Supplied entries:
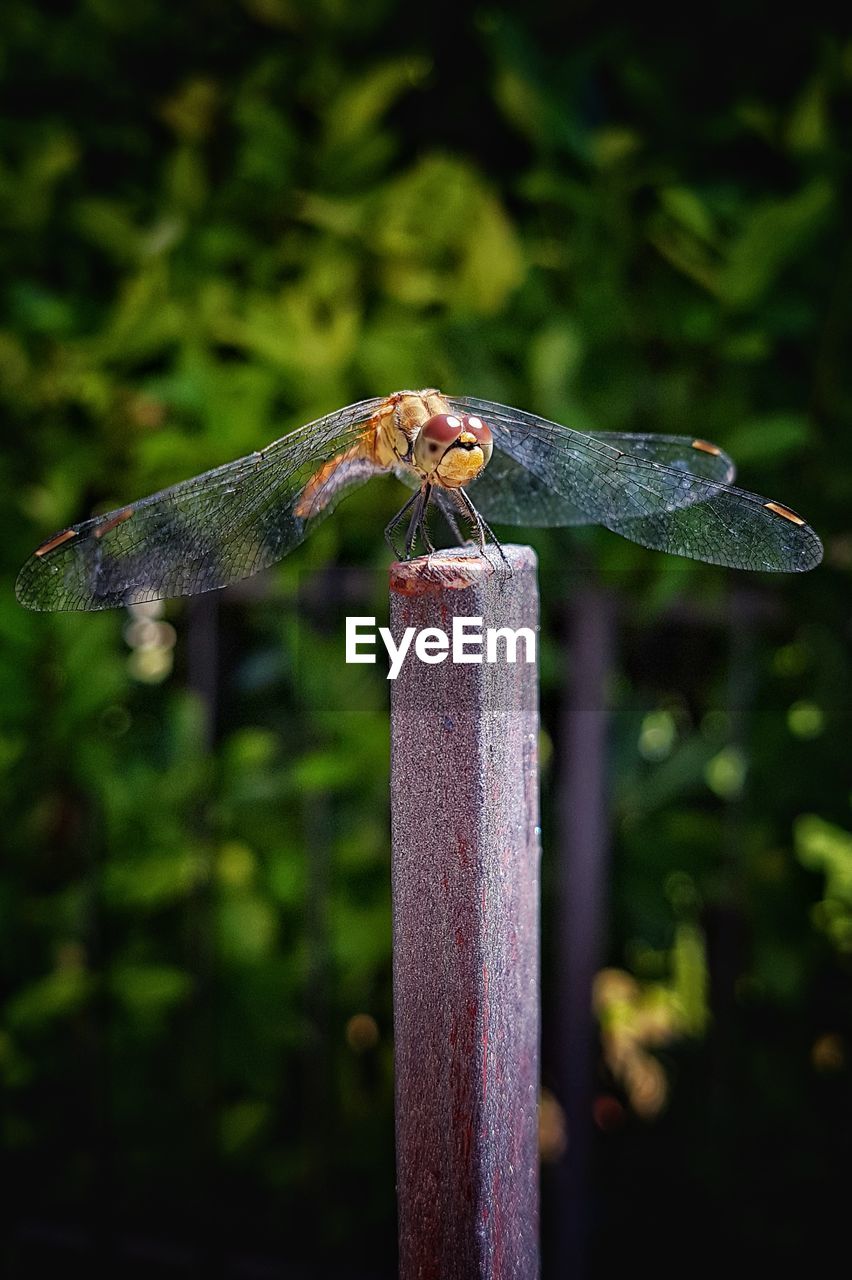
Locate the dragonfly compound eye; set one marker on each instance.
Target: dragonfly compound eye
(452, 448)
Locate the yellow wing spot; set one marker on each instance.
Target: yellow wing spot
(705, 447)
(786, 512)
(56, 542)
(118, 519)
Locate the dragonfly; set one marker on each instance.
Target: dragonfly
(476, 461)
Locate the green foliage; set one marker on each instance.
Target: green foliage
(221, 222)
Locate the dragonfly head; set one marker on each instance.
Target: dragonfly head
(452, 448)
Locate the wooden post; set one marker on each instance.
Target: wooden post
(465, 867)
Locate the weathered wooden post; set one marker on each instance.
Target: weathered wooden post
(465, 810)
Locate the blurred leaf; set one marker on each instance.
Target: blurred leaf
(769, 438)
(56, 995)
(149, 988)
(772, 234)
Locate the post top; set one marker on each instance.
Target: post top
(458, 568)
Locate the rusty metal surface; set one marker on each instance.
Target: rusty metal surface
(465, 812)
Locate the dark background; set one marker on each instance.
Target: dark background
(220, 220)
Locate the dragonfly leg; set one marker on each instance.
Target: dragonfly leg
(449, 516)
(424, 526)
(418, 521)
(392, 528)
(481, 526)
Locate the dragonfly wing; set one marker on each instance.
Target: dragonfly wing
(656, 503)
(204, 533)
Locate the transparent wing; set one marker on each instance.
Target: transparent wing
(507, 492)
(635, 493)
(204, 533)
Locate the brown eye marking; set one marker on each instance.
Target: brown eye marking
(784, 512)
(441, 428)
(53, 543)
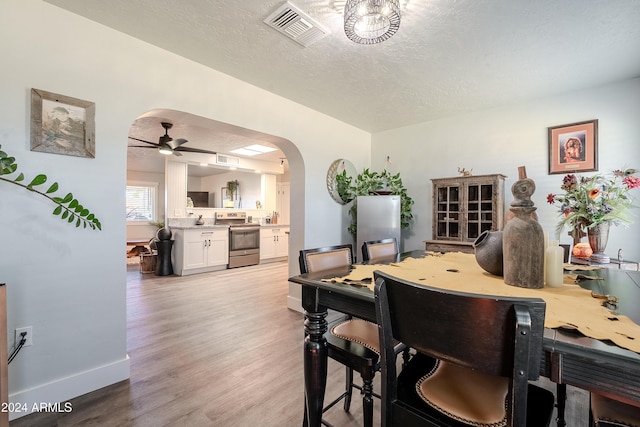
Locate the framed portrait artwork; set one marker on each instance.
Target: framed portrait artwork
(573, 147)
(62, 125)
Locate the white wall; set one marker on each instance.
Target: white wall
(69, 284)
(500, 140)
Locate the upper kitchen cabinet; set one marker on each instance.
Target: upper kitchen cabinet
(464, 207)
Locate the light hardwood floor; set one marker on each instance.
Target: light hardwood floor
(217, 349)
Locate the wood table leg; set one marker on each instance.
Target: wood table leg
(315, 366)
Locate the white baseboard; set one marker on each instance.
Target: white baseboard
(49, 397)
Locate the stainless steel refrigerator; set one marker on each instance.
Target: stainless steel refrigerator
(378, 218)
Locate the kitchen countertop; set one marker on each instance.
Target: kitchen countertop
(193, 226)
(209, 226)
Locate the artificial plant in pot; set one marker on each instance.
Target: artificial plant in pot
(370, 183)
(67, 207)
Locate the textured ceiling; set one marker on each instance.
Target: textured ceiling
(448, 57)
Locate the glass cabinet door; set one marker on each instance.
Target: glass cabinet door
(479, 209)
(449, 213)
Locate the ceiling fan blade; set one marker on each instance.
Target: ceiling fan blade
(176, 143)
(194, 150)
(146, 142)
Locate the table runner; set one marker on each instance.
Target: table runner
(569, 306)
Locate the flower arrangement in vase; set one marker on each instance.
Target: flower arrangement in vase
(594, 203)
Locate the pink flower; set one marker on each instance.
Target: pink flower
(631, 181)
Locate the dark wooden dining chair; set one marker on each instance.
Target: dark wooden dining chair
(350, 341)
(475, 357)
(606, 412)
(383, 248)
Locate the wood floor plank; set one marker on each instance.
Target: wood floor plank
(217, 349)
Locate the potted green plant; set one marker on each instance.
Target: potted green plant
(67, 207)
(370, 183)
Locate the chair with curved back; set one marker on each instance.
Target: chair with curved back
(475, 357)
(351, 342)
(383, 248)
(606, 412)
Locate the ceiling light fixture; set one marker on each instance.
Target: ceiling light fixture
(165, 149)
(371, 21)
(253, 150)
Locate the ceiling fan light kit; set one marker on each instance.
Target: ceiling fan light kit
(167, 145)
(371, 21)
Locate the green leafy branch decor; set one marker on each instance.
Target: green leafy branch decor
(370, 183)
(67, 207)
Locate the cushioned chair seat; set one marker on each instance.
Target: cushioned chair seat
(456, 383)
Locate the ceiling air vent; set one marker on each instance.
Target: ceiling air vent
(223, 159)
(295, 24)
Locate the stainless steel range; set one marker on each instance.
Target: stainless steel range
(244, 238)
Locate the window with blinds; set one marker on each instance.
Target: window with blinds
(141, 202)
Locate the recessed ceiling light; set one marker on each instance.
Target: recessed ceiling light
(253, 150)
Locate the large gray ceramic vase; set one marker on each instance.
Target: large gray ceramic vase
(488, 250)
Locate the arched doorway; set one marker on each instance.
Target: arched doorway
(212, 135)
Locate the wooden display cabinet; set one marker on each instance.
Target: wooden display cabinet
(464, 207)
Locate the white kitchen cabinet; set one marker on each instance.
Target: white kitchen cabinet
(200, 250)
(274, 242)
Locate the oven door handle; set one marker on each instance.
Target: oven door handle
(248, 228)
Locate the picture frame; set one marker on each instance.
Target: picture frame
(573, 147)
(62, 125)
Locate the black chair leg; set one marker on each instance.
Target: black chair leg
(367, 402)
(348, 390)
(561, 400)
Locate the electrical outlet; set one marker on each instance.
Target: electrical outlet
(28, 337)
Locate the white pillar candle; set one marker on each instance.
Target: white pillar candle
(554, 265)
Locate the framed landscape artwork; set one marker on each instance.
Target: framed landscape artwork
(573, 147)
(62, 125)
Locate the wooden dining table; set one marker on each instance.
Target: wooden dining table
(568, 357)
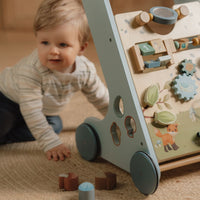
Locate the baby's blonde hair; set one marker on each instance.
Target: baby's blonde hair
(52, 13)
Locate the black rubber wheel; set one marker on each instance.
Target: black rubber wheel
(87, 142)
(144, 173)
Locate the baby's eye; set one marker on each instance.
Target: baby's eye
(45, 42)
(63, 45)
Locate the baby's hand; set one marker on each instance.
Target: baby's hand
(59, 152)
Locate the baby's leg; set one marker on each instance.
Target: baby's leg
(8, 117)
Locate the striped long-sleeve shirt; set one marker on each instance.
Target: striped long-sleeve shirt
(41, 92)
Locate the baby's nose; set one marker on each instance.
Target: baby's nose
(54, 51)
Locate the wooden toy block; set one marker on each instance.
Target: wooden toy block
(170, 48)
(146, 49)
(158, 45)
(142, 18)
(71, 182)
(139, 63)
(61, 180)
(152, 63)
(164, 60)
(86, 191)
(183, 44)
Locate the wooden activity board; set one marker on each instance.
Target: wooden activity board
(185, 109)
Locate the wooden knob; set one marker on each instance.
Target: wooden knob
(182, 11)
(196, 41)
(71, 182)
(142, 18)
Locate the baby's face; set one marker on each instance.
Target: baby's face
(58, 47)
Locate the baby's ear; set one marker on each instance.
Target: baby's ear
(83, 47)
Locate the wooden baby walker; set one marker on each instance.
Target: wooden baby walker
(153, 77)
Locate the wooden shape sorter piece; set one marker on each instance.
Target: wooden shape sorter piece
(158, 45)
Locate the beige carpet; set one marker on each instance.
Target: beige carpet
(26, 174)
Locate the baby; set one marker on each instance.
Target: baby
(35, 90)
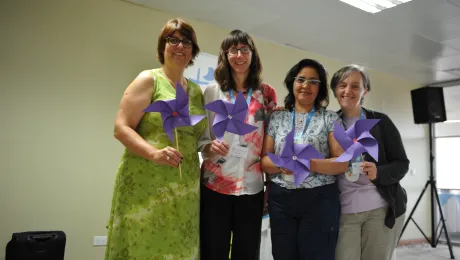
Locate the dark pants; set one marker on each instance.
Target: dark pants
(222, 215)
(304, 222)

What you should do:
Output the full listing above exactly, excluding all pictures.

Answer section:
Locate the dragonfly compound eye; set one marker on each instance.
Target: dragonfly compound eye
(452, 448)
Locate the yellow wing spot; set one marker on each instance.
Target: yellow wing spot
(705, 447)
(786, 512)
(56, 542)
(118, 519)
Locate the dragonfly; set one marker on each instance.
Target: dragonfly
(476, 461)
Locate the green foliage; set one marker on each instance.
Target: green foliage
(221, 222)
Locate the dragonfly head; set one marker on each instance.
Target: dragonfly head
(452, 448)
Locate the wooden post; set one marker on each instance.
Target: wooden post
(465, 867)
Locate the weathered wooden post; set one marker on each instance.
Target: weathered wooden post
(465, 810)
Locate the blurred leaf; set one marker on each instance.
Target: blurred leaf
(769, 438)
(56, 995)
(149, 988)
(772, 234)
Locate the post top; set one marker on each instance.
Target: post top
(458, 568)
Locate the rusty metal surface; set one marker on each instance.
Target: rusty metal surface
(465, 812)
Locate the dark background; set one marker on each instance.
Target: dark background
(220, 220)
Locate the dragonfly leg; set one marker on each instance.
Target: dragonfly leg
(449, 516)
(424, 526)
(418, 521)
(392, 528)
(481, 526)
Locate the dragonfly wing; set one marker on each instance.
Target: dragonfly wing
(656, 503)
(204, 533)
Locate the transparent wing; set one marker on each instance.
Target: transparent wing
(507, 492)
(635, 493)
(204, 533)
Locate the brown eye marking; set one marker on each instance.
Target: brown eye marking
(784, 512)
(441, 428)
(53, 543)
Locate the framed portrait artwork; set one marker on each instance.
Target: framed portrait artwork
(573, 147)
(62, 125)
Locate the white wall; set one marker on each instance.
Target: white wall
(69, 284)
(500, 140)
Locate the upper kitchen cabinet; set one marker on each instance.
Target: upper kitchen cabinet
(464, 207)
Locate the light hardwood floor; set one marker on each instance.
Target: light hardwood floor
(217, 349)
Locate the wood table leg; set one marker on each instance.
Target: wood table leg
(315, 366)
Locate the white baseboard; set one marker on each instance.
Target: white baseboard
(49, 397)
Locate the stainless steel refrigerator; set one marker on each instance.
Target: stainless steel refrigerator
(378, 218)
Locate the kitchen countertop; set one marker on each instance.
Target: kitchen countertop
(193, 226)
(209, 226)
Locate the artificial plant in pot; set one marker on each instance.
Target: artificial plant in pot
(370, 183)
(67, 207)
Locate the textured ceiling; set one marker on each instance.
Target: textured ceiling
(448, 57)
Locate the glass cabinet door; set one marker on each instance.
Target: glass cabinet door
(479, 209)
(449, 213)
Locate the ceiling fan blade; set one marker on each instance.
Target: ceiling fan blade
(176, 143)
(194, 150)
(146, 142)
Locate the table runner; set one marker on each instance.
Target: table runner
(569, 306)
Locate the flower arrangement in vase; set one marker on each instance.
Target: flower arrangement in vase
(594, 203)
Locate the pink flower; set one marker on each instance.
Target: pink flower
(631, 181)
Locate the dark wooden dining chair; set one marker on each instance.
Target: dark wooden dining chair
(350, 341)
(475, 357)
(606, 412)
(383, 248)
Locate the wood floor plank; set one marker on each instance.
Target: wood floor plank
(217, 349)
Locate the potted green plant; set one marker on each instance.
Target: potted green plant
(67, 207)
(370, 183)
Locate the chair with curved back; set one marker on each instance.
Target: chair with curved back
(475, 357)
(351, 342)
(383, 248)
(606, 412)
Locate the ceiling light fixture; set one marker on each instance.
Target: ceiling light fixture
(165, 149)
(371, 21)
(253, 150)
Locate the ceiling fan light kit; set one marker on each instance.
Target: ceiling fan light kit
(167, 145)
(371, 21)
Locate the green leafy branch decor; set one marker on each instance.
Target: green leafy branch decor
(370, 183)
(67, 207)
Locate the cushioned chair seat; set one marker on each instance.
Target: cushioned chair seat
(456, 383)
Locate the ceiling air vent; set one marker on each instance.
Target: ceiling air vent
(223, 159)
(295, 24)
Locate the stainless steel range; set one marker on each instance.
Target: stainless steel range
(244, 238)
Locate the window with blinds; set one marker on each instance.
Target: window with blinds
(141, 202)
Locate the recessed ceiling light; set one marker on each instance.
Target: recessed ceiling light
(253, 150)
Locate the large gray ceramic vase; set one marker on each instance.
Target: large gray ceramic vase
(488, 250)
Locate the arched doorway; set one marker on each instance.
Target: arched doorway
(212, 135)
Locate the wooden display cabinet; set one marker on each instance.
Target: wooden display cabinet
(464, 207)
Locate the white kitchen cabinet; set one marker on each instance.
Target: white kitchen cabinet
(200, 250)
(274, 242)
Locate the oven door handle; set one marker on each instance.
Target: oven door handle
(248, 228)
Locate the picture frame; set one marker on each instance.
Target: picture frame
(573, 147)
(62, 125)
Locate the black chair leg; set one marker on each instance.
Target: black chair leg
(367, 402)
(348, 390)
(561, 400)
Locate the electrical outlet; set one marker on each instance.
Target: electrical outlet
(28, 337)
Locate the white pillar candle; set one marker on each instance.
Target: white pillar candle
(554, 265)
Locate the framed landscape artwork; set one marker on each instance.
Target: framed landscape artwork
(573, 147)
(62, 125)
Locate the wooden dining table; set one marker on each instance.
Target: wooden dining table
(568, 357)
Locate the baby's blonde hair; set one marker on each instance.
Target: baby's blonde hair
(52, 13)
Locate the black rubber wheel; set one marker on each instance.
Target: black rubber wheel
(87, 142)
(144, 173)
Locate the baby's eye; set one marker on each instance.
Target: baby's eye
(45, 42)
(63, 45)
Locate the baby's hand; set one marker on each instance.
Target: baby's hand
(59, 152)
Locate the baby's leg; set one marker on each instance.
Target: baby's leg
(8, 117)
Locate the striped long-sleeve shirt; set one marker on each instance.
Target: striped long-sleeve shirt
(41, 92)
Locate the baby's nose; set one marker on each instance.
Target: baby's nose
(54, 51)
Locate the wooden toy block; set one marker on each instance.
Target: wooden toy block
(170, 48)
(146, 49)
(158, 45)
(142, 18)
(71, 182)
(139, 63)
(61, 180)
(152, 63)
(164, 60)
(86, 191)
(183, 44)
Locate the wooden activity board; set one marker on each instance.
Target: wooden activity board
(185, 109)
Locate the wooden knob; set one marker on each instance.
Target: wooden knob
(182, 11)
(196, 41)
(71, 182)
(142, 18)
Locate the baby's face; set one marker on each instance.
Target: baby's face
(58, 47)
Locate the baby's ear; set one marker on each instance.
Target: baby's ear
(83, 47)
Locate the wooden baby walker; set one marker on each instance.
Target: wooden baby walker
(153, 77)
Locate the wooden shape sorter piece; set one marker on each instance.
Target: wooden shape sorter piece
(158, 45)
Locate the beige carpet; set one marker on each instance.
Target: beige carpet
(26, 174)
Locate the baby; set one marker on each instance.
Target: baby
(35, 90)
Locate the dark pants; set one marker on each instance.
Target: dark pants
(222, 215)
(304, 222)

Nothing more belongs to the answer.